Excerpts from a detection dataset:

*****

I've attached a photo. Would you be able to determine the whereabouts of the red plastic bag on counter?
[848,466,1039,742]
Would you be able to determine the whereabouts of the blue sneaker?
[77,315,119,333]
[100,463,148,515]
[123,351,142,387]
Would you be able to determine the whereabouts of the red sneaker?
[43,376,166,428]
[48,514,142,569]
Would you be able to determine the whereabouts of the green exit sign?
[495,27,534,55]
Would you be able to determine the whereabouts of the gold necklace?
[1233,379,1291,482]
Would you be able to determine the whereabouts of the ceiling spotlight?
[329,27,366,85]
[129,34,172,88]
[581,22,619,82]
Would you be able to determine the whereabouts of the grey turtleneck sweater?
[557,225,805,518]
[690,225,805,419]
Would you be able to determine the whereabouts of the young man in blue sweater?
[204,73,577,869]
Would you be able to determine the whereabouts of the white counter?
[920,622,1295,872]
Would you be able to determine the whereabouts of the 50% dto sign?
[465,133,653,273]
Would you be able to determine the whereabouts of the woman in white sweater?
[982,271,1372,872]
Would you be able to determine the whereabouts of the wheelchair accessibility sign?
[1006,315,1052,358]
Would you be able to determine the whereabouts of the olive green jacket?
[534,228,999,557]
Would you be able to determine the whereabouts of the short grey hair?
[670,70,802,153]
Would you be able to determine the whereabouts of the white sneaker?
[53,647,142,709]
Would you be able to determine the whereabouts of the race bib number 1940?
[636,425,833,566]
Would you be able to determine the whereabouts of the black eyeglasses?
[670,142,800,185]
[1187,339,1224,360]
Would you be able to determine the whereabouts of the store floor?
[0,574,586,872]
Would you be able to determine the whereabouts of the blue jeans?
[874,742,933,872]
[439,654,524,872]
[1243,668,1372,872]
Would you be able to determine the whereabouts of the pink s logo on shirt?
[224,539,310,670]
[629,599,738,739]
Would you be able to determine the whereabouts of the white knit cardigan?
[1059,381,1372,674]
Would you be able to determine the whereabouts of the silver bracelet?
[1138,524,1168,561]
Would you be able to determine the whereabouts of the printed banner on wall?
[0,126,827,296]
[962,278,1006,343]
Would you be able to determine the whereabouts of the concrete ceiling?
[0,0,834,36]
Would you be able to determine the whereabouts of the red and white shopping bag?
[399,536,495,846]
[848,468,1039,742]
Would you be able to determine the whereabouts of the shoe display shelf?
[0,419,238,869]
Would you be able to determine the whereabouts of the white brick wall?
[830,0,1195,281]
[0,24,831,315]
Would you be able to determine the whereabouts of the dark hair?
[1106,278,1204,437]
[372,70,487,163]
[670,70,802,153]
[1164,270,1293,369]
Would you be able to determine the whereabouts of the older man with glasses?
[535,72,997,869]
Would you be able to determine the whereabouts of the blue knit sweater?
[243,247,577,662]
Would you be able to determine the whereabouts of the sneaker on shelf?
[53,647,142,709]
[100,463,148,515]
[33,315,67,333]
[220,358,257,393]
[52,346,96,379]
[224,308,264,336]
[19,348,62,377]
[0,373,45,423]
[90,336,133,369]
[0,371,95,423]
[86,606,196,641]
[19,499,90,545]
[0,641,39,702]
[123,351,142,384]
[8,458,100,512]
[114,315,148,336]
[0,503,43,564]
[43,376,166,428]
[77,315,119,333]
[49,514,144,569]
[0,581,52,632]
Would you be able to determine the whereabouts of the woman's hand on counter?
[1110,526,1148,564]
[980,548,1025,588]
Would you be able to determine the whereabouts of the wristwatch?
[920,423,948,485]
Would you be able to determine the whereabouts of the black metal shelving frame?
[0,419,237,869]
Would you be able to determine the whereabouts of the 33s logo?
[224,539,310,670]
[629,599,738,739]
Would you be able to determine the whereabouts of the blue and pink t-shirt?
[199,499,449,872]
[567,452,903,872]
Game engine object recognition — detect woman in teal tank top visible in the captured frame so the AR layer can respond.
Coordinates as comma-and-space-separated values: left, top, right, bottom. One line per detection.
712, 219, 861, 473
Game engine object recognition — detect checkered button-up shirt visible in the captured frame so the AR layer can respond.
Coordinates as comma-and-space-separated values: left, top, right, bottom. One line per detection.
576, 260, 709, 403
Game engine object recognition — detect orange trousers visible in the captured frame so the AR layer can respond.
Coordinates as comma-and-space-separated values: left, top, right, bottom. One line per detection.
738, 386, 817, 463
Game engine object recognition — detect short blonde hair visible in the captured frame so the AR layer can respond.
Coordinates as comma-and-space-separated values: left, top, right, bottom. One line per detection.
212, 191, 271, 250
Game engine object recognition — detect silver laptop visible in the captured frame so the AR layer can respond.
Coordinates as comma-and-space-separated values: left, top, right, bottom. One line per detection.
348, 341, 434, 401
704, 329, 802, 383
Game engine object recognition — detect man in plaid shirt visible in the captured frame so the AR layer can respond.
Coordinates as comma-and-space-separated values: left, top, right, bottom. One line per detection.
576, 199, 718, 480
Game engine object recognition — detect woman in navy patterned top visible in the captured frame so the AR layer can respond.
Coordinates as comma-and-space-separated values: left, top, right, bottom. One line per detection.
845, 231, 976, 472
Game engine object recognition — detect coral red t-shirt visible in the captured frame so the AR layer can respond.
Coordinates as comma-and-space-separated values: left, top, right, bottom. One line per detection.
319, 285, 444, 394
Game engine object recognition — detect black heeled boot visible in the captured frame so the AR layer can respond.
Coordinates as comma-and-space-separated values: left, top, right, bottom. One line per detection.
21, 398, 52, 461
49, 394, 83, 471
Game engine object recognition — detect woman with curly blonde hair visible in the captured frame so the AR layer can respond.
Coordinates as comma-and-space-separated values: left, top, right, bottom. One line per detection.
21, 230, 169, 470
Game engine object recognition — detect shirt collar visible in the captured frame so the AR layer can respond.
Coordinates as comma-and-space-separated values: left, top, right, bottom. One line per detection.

*****

* **WORK REQUIRED**:
Return the records above, reproducing every line without alteration.

* **FINISHED ANSWER**:
I've attached a photo. Would you be able to determine the whereabouts of the red plastic bag on counter?
[848,466,1039,742]
Would you be able to determine the whereabouts of the blue sneaker?
[77,315,119,333]
[100,463,148,515]
[123,351,142,387]
Would you be able to determine the whereabouts of the red sneaker?
[43,376,166,428]
[48,514,142,569]
Would you be able to determine the whereabouts of the green exit sign?
[495,27,534,55]
Would you be able to determine the whereabouts of the gold necklace?
[1233,379,1291,482]
Would you be able to determine the whereabouts of the ceiling spotlight?
[329,27,366,85]
[129,34,172,88]
[581,22,619,82]
Would you be able to determine the whereabouts of the grey turtleneck sweater?
[557,225,805,518]
[690,225,805,419]
Would you be able to determine the whereabouts of the young man in blue sweater?
[204,73,577,869]
Would you be able to determine the whereabouts of the white counter?
[920,622,1295,872]
Would you be able to determine the whereabouts of the 50% dto sign?
[465,133,653,273]
Would you be able to determine the whereabouts of the woman in white sweater?
[982,271,1372,872]
Would you be able to determine the whereabouts of the wheelchair accessibility sign?
[1006,315,1052,358]
Would you be able to determine the whereabouts of the olive green jacket?
[534,228,999,557]
Would you be able to determine the whereabouts of the short grey hair?
[670,70,802,153]
Would you be able to determine the whereabouts of the white sneaker?
[53,647,142,709]
Would you be able to determine the whereabouts of the race bib number 1940?
[636,425,833,566]
Would you be able to determine the whereabouts of the black eyeglasses?
[670,142,800,185]
[1187,339,1224,360]
Would you be able to determine the whereabouts of the store floor?
[0,574,586,872]
Would you be able to determine the whereabouts of the blue jeans?
[874,742,933,872]
[439,654,524,872]
[1243,668,1372,872]
Would you be able to determine the whereabouts of the pink s logo on shirt?
[224,539,310,670]
[629,599,738,739]
Would you be able to determine the whereabouts of the white knit cardigan?
[1059,381,1372,674]
Would you be able to determine the whereabouts of the silver bracelet?
[1138,524,1168,561]
Would you be able to determine the whereabouts of the printed banner on wall?
[0,126,827,296]
[962,278,1006,343]
Would you be able to determine the whereabouts of the concrete ceiling?
[0,0,834,36]
Would you be able to determine the whereabouts of the red and white shopping bag?
[399,536,495,846]
[848,468,1039,742]
Would you be able to determine the whereabouts of the shoe display shelf?
[0,419,238,869]
Would you be able to determine the whereabouts of the white brick wall?
[830,0,1195,281]
[0,24,831,315]
Would you be able to determine the whereabouts of the dark hair?
[1106,278,1204,437]
[372,70,487,163]
[670,70,802,153]
[1164,270,1293,369]
Would you be able to determine the whereabouts of the older man with glasses?
[535,72,997,869]
Would you be able to determine the whereabouts of the blue knit sweater?
[243,247,577,662]
Would you be able to determine the whereabouts of the sneaker on shelf?
[53,647,142,709]
[100,463,148,515]
[33,315,67,333]
[220,358,257,393]
[52,346,96,379]
[224,308,264,336]
[19,348,62,377]
[0,373,45,423]
[90,336,133,369]
[0,371,95,423]
[86,606,196,641]
[19,499,90,545]
[0,641,39,702]
[123,351,142,384]
[8,458,100,512]
[114,315,148,336]
[0,503,43,564]
[43,376,166,428]
[77,315,119,333]
[49,514,144,569]
[0,581,52,632]
Would you be able to determine the whereabouts of the woman's hand on counter?
[1110,526,1148,564]
[980,548,1025,588]
Would you be able to determine the whereabouts of the wristwatch?
[920,423,948,485]
Would you be able to determine the whereabouts of the black metal shelving frame?
[0,419,237,869]
Would you be able to determine the whereabouts of the 33s logo?
[224,539,310,670]
[629,599,738,739]
Would you be able to determine the whereabouts of the blue and pink t-shirt?
[199,499,449,872]
[567,452,903,872]
Game engine object recognition — detect woman in teal tank top visible in the captured frame so the AR layer can respond.
Coordinates as comma-and-space-separated values: left, top, right, bottom. One line per detection.
712, 219, 861, 473
Game engine object recognition — detect checkered button-up shirt visible in the captured frame so the AR layer can respond.
Coordinates as comma-and-space-separated values: left, top, right, bottom. One line per detection.
576, 260, 709, 403
Game engine object recognition — detect orange trousers visible in the captured frame so the AR layer can respond.
Coordinates as comma-and-space-separated values: left, top, right, bottom. One line per detection.
738, 386, 817, 463
Game engine object recognition — detect short blonde hair visible in the captured frame so the AR layer can respond.
Coordinates as comma-and-space-separated values: left, top, right, bottom. One line per detection.
212, 191, 271, 250
Game engine object recognition — detect silver laptop visible in the captured frame so the AR layer can respond.
Coordinates as comma-and-space-separated values: left, top, right, bottom. One line per detection.
348, 341, 434, 401
704, 329, 802, 383
Game engine object recognition — detect man in plaid shirt visible in the captured frame so the AR layer can respond.
Coordinates as comma-and-space-separated values: left, top, right, bottom. One line per detection.
576, 199, 718, 480
Game engine object recognition — detect woman in navy patterned top visible in the captured frame so the AR layer can respond.
Coordinates as comma-and-space-separated values: left, top, right, bottom. One line per detection.
845, 231, 976, 472
Game engine object recognition — detect coral red t-shirt visible in the captured frame so the AR layer can respond.
Coordinates as comma-and-space-separated values: left, top, right, bottom. One line per detection.
319, 285, 444, 394
Game engine object recognition — detect black heeled boot visible in the captured frame so the AR layer can respond.
Coordinates as comma-and-space-separated values: left, top, right, bottom. One line per detection.
21, 398, 52, 461
49, 394, 83, 471
Game engine object recognition — detect woman with curly blonde hair visible in the captured frame so the AR layer can respond.
Coordinates as comma-and-space-separated values: left, top, right, bottom. One line per detection.
21, 230, 169, 470
Game engine object recognition — detect shirt collar visible in the captured frame so the AR layer can respond.
Coordinates as comma-and-space-separated values: left, top, right, bottom. One line per detection.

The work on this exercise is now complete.